DIRECTION 1 :: Summarize the sermon below in two sentences.

:::::

Luke 13:1-9 Sermon – Wasting Soil

Luke 13:1-9
Wasting Soil
03-07-10

It is the 3rd Sunday of Lent, and so I will stand up here today and I will make a confession. A confession many pastors do not like to make to their congregation. It is a confession that makes some laity cringe and others smile. It demonstrates that the rumors from Carolina fans that I wasted good money at a bad school could possibly be true. I admit when I read the scripture for this week’s sermon, I had no clue what it meant.

During Lent I like to stay with the Gospel texts in the lectionary. Lent is a time to get ready for the gift of Easter and I feel to do that we need to stay close to the teachings and life of the one who makes the ultimate sacrifice, Jesus Christ. Now after 12 years of preaching I may venture off into something else but for now I still I’ll stick with this. This is the first time I have had the chance to preach these pieces of scripture from Luke’s gospel. Many of these are new to me and I had read the parable of the fig tree before but I didn’t much understand it. I also didn’t get the first five verses either. But I am not one who backs down from a challenge and so I dived in and knew God would provide a word for us today. And God did.

:::::

DIRECTION 2 :: How many lines in the records below contain the string "raindrop"? Give only the number.

:::::

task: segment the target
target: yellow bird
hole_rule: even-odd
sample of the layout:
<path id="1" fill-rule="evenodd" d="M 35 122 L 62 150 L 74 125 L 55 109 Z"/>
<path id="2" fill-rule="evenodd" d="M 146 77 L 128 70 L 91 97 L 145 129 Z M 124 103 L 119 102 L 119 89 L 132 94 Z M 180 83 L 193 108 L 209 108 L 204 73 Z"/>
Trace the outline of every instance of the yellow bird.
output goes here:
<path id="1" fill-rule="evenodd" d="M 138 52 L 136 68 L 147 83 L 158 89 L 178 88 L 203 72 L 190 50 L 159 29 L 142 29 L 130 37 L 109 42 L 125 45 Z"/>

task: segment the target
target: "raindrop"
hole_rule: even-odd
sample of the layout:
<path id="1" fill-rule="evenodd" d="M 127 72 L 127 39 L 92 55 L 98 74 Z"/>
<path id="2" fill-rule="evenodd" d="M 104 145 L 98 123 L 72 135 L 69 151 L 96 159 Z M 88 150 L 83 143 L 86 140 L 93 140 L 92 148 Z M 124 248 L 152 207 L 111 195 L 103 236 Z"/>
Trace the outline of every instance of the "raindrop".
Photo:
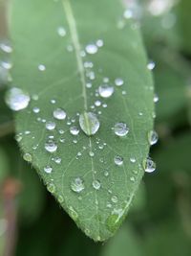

:::::

WORKED SOLUTION 1 :: On the 3rd Sunday of Lent, the preacher confesses to having had no clue what this week's scripture meant on first reading it. Though this is the first chance to preach these passages from Luke's gospel, and neither the parable of the fig tree nor the first five verses made much sense, the preacher dived in trusting that God would provide a word, and God did.

WORKED SOLUTION 2 :: 2